STATED TASK — Please filter the data below and copy out each line that contains the string "Give".

INPUT FOR THIS TASK —
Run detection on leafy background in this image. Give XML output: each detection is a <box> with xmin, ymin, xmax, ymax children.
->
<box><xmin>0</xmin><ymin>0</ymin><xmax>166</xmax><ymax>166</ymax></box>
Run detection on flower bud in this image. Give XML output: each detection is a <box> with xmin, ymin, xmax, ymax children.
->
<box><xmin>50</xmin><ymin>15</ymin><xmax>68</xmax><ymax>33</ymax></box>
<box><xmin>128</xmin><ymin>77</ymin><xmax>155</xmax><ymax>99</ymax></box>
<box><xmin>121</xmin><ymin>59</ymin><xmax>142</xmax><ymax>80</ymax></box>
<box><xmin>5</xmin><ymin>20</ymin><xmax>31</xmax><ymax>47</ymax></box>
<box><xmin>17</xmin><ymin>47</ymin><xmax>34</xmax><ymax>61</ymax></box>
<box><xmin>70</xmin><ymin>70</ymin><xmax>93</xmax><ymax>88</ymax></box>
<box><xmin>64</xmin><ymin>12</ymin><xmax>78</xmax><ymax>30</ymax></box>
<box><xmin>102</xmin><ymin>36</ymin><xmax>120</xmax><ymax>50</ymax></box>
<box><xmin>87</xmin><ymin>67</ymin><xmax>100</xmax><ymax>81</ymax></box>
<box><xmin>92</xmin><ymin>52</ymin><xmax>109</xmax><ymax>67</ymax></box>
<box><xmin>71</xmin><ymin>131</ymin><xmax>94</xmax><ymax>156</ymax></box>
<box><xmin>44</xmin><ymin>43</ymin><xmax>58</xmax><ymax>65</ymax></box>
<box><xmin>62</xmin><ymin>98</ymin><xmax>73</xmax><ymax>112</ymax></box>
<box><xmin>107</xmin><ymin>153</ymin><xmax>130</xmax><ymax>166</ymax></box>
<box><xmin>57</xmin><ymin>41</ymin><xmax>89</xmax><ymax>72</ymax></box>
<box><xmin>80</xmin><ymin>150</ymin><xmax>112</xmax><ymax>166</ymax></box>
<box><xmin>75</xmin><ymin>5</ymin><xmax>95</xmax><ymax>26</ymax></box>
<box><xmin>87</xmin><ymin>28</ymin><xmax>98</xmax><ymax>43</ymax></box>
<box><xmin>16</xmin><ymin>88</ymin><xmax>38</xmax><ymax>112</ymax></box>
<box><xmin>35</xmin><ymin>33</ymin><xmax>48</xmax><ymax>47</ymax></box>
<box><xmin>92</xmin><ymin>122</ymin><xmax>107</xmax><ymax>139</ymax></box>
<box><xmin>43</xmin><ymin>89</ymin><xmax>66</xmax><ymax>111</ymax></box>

RESPONSE —
Run detection on leafy background in this image. Give XML output: each detection is a <box> with xmin, ymin, xmax, ymax children.
Run detection on flower bud in this image. Give XML output: each detection is a <box> with xmin, ymin, xmax, ymax children.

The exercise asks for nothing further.